• _Selected extract_

++++++++++++++++++++

Use a cheap model for execution. Each step is a small, focused task. Using Claude Sonnet for execution (when Haiku would suffice) wastes money. Reserve the expensive model for planning, where quality matters most.
| Architecture | Planning | Execution | Best For | Weakness |
|---|---|---|---|---|
| Plan-and-Execute | Upfront full plan | Sequential step execution | Well-defined multi-step tasks | Poor plan propagates; no mid-plan adaptation |
| ReAct | One step at a time | Interleaved with reasoning | Exploratory, unknown state | Reasoning drift over many steps |
| Hierarchical (planner + executor) | High-level subgoals | Executor sub-plans each subgoal | Complex long-horizon tasks | Coordination overhead |
| Reflection loop | Plan, reflect, replan | Execute revised plan | Quality-critical tasks | High token cost |
The key engineering choice in plan-and-execute is how to represent the plan. A flat ordered list works for simple sequential tasks. For tasks with dependencies and parallelism opportunities, a directed acyclic graph (DAG) representation is superior -- it allows the executor to identify independent steps and run them concurrently. Represent the plan as a JSON object with steps, dependencies, and status fields so it can be serialised for checkpointing and resumed after failures without re-running completed steps.

++++++++++++++++++++

• _Provided material_
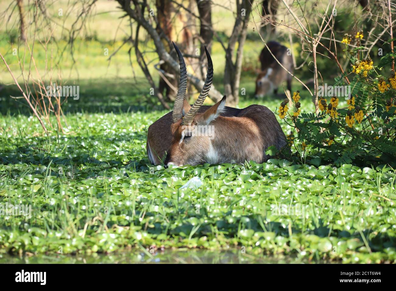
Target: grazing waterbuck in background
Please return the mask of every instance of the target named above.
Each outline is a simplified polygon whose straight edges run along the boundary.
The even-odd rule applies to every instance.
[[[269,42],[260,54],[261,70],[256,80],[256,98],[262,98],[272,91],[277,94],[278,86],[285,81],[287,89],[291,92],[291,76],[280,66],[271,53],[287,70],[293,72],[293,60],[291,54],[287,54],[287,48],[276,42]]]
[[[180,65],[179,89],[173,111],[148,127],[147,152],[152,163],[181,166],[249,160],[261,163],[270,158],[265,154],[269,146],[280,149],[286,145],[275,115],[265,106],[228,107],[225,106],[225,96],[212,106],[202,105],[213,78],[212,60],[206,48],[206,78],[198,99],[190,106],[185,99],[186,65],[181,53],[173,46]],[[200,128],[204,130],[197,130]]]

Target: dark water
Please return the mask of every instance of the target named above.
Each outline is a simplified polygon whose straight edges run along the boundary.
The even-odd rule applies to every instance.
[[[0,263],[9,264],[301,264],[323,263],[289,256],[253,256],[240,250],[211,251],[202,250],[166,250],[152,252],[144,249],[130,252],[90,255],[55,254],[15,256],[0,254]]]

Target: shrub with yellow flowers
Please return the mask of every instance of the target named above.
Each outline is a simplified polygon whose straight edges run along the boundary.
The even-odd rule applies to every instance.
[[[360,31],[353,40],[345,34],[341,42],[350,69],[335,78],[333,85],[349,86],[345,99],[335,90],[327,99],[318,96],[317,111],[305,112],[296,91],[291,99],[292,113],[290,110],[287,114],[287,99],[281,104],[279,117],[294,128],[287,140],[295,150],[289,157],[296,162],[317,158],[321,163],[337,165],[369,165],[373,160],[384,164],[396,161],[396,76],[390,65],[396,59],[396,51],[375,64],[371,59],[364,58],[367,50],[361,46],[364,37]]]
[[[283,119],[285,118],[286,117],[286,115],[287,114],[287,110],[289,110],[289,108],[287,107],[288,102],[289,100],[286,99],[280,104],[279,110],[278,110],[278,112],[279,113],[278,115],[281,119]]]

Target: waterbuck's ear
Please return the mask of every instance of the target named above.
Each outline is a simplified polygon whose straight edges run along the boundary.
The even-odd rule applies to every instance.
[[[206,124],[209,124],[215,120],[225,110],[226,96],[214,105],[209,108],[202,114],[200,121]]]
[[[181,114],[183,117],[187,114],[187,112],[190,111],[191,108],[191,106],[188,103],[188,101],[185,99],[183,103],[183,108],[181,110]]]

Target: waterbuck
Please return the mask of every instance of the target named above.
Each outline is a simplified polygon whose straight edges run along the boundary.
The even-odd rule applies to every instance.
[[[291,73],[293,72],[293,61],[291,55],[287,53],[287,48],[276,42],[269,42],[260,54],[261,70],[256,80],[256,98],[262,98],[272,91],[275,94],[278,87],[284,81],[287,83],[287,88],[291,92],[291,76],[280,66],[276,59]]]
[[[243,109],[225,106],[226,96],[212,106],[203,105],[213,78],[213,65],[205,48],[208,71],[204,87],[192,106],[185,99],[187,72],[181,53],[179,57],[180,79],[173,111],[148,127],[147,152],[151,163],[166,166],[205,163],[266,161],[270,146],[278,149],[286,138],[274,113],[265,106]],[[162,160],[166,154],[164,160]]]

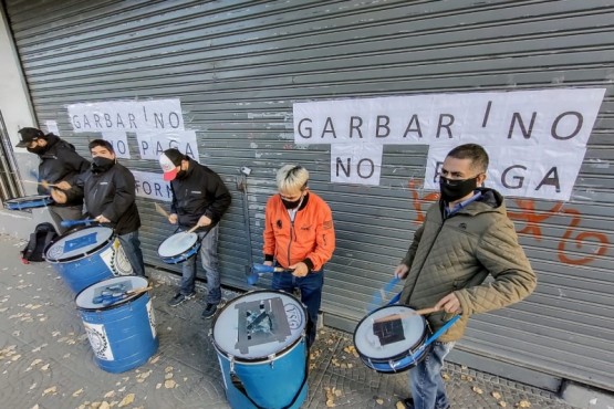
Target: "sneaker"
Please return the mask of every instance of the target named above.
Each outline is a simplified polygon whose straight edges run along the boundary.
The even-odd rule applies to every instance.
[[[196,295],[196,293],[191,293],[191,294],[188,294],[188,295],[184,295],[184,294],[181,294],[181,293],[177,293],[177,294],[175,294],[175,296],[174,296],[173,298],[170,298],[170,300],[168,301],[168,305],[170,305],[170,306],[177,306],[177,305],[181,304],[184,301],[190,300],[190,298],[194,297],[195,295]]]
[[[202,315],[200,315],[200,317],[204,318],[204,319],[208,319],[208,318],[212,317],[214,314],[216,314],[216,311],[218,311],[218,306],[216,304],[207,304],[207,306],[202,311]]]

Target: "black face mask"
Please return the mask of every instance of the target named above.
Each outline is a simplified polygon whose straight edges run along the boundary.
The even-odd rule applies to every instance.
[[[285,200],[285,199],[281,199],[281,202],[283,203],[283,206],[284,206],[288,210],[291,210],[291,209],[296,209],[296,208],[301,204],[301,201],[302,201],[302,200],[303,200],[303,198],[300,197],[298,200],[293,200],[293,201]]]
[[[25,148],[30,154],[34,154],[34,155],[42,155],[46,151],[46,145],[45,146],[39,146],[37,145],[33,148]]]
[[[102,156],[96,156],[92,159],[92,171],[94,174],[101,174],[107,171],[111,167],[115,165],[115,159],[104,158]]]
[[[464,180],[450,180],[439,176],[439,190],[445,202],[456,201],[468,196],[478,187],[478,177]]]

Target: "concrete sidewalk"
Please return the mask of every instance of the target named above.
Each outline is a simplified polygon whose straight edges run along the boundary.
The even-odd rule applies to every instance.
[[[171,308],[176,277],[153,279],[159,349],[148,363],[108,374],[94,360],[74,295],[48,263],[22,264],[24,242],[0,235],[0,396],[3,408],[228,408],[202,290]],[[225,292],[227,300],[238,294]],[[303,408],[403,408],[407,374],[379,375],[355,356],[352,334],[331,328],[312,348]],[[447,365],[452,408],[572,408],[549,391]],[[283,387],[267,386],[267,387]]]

++++++++++++++++++++

• _Brief_
Transcribe the entire text on plan-and-execute agent design word for word, including its table. The lines can be set aside.

• _Solved exercise_
Use a cheap model for execution. Each step is a small, focused task. Using Claude Sonnet for execution (when Haiku would suffice) wastes money. Reserve the expensive model for planning, where quality matters most.
| Architecture | Planning | Execution | Best For | Weakness |
|---|---|---|---|---|
| Plan-and-Execute | Upfront full plan | Sequential step execution | Well-defined multi-step tasks | Poor plan propagates; no mid-plan adaptation |
| ReAct | One step at a time | Interleaved with reasoning | Exploratory, unknown state | Reasoning drift over many steps |
| Hierarchical (planner + executor) | High-level subgoals | Executor sub-plans each subgoal | Complex long-horizon tasks | Coordination overhead |
| Reflection loop | Plan, reflect, replan | Execute revised plan | Quality-critical tasks | High token cost |
The key engineering choice in plan-and-execute is how to represent the plan. A flat ordered list works for simple sequential tasks. For tasks with dependencies and parallelism opportunities, a directed acyclic graph (DAG) representation is superior -- it allows the executor to identify independent steps and run them concurrently. Represent the plan as a JSON object with steps, dependencies, and status fields so it can be serialised for checkpointing and resumed after failures without re-running completed steps.